Selected excerpt
=-=-=
Much as I should like to do so, I regret it is not possible at this present time to give the House details of what are included in the schedules to this Agreement since it has been agreed by all the countries at Geneva that the Governments represented there will not publish the details of their own tariff changes until all details can be published simultaneously. I am sure the House will agree that very great difficulties might arise if one country were to publish unilaterally the results of its negotiations with the other countries. It is intended that all the details will be published simultaneously in about three Weeks time, and they will, of course, be available to hon. Members.

The House will be particularly interested in the results of the negotiations between the United States and various Commonwealth countries including ourselves. In these negotiations we have followed the principles stated to this House last March. In particular, we have agreed to reductions in our own tariff or to reductions or eliminations of the preferences we enjoy in other Commonwealth countries only in return for concessions which we consider equivalent in terms of the trade thereby opened up to Us. We have been particularly concerned to secure reductions in the tariffs of other countries, including the United States, which would provide an immediate opportunity of increasing our dollar exports. We have moreover given special attention to the need for the easier access of Colonial products to the United States market, and where concessions have been made in the margins of preference affecting our trade with the Colonies it has only been in return for equivalent, corresponding, and indeed immediate advantages for the benefit of Colonial trade. We have further proceeded on the principle laid down at the London Session of the Preparatory Committee that the binding of a low tariff is equivalent to a reduction in a high tariff. Since, of course, our own tariff is made up predominantly of low rates, the agreement consequently includes a number of such bindings of low tariffs in exchange for reductions in some of the high rates in overseas tariffs.
=-=-=
Data entries
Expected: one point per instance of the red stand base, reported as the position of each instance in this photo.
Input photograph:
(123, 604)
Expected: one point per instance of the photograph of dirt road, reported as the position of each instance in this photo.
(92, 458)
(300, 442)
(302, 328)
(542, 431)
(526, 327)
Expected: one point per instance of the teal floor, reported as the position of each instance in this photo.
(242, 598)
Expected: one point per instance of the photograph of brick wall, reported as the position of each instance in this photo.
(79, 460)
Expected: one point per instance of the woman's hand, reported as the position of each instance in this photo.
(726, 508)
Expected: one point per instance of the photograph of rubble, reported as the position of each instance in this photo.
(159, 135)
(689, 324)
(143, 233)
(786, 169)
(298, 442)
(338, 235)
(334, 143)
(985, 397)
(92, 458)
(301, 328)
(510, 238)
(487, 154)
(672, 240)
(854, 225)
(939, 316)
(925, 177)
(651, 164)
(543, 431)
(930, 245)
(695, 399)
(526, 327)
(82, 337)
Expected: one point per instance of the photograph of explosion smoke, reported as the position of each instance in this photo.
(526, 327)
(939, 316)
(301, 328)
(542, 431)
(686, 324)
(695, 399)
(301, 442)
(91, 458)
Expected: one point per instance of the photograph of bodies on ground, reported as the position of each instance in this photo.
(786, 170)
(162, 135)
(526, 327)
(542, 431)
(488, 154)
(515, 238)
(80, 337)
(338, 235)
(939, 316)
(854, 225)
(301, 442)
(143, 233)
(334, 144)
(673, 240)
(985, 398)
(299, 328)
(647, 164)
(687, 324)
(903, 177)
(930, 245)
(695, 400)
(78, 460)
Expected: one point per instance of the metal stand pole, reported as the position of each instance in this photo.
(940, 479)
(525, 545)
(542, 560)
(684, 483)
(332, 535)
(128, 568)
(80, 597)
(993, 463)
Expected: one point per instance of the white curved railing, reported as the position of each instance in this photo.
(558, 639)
=-=-=
Exercise requirements
a – Answer these questions from the statement on the Geneva tariff negotiations:
(i) In about how much time are all the details of the schedules to be published?
(ii) What principle was laid down at the London Session of the Preparatory Committee?
(iii) What is the country's own tariff said to be made up predominantly of?
b – Extend the statement on the Geneva tariff negotiations by continuing it from its final sentence.
None of the data is needed here.

Response list
a –
(i) In about three weeks' time.
(ii) The binding of a low tariff is equivalent to a reduction in a high tariff.
(iii) Low rates.

b –
Throughout the Conference we have kept in the closest touch with other Commonwealth countries. As the House knows, for nearly a month before the Conference began these matters were discussed between ourselves and representatives of the Commonwealth countries here in London, and at every stage in the negotiations we have proceeded in full consultation with them. In every case where any change is being made in the preferences enjoyed by ourselves in some other Commonwealth market that change has, of course, only been decided on with the agreement of the country concerned. Similarly, changes in our own tariff affecting bound margins of preference enjoyed by other Commonwealth countries are being made only where the Commonwealth country concerned is willing to make it as part of the bilateral tariff negotiations they have been engaged in with a third country. In the later stages of the Conference, when the question of tariffs and preferences was in the forefront of the negotiations, a series of meetings of Commonwealth delegates under my own chairmanship was held, not only to discuss the broad questions of policy involved, but also where necessary to reach agreement on the individual items entering into the negotiations.

I should like to repudiate here and now the suggestions made in certain quarters that we have at any time been putting pressure on other Commonwealth countries either to break up the preference system in general or to agree to any con cessions on preferences to which Commonwealth countries are contractually entitled other than changes which those countries would have regarded as being made worth while by the concessions they received in return. The suggestion has, moreover, been made in certain quarters that we have agreed to an overall reduction by some general formula of all Imperial preferences, including preferential margins which we enjoy either in our Colonial or Dominion markets. This suggestion is quite inaccurate and misleading, as will become clear when the details are published. It is certainly untrue to suggest that the progress of these negotiations has in any way weakened the economic co-operation of the Commonwealth, and indeed, from my experience, I can certainly confirm that the negotiations have strengthened this cooperation and that the Conference has provided a continuing forum for Commonwealth discussions on economic questions going considerably wider than the problems immediately under discussion at the Conference.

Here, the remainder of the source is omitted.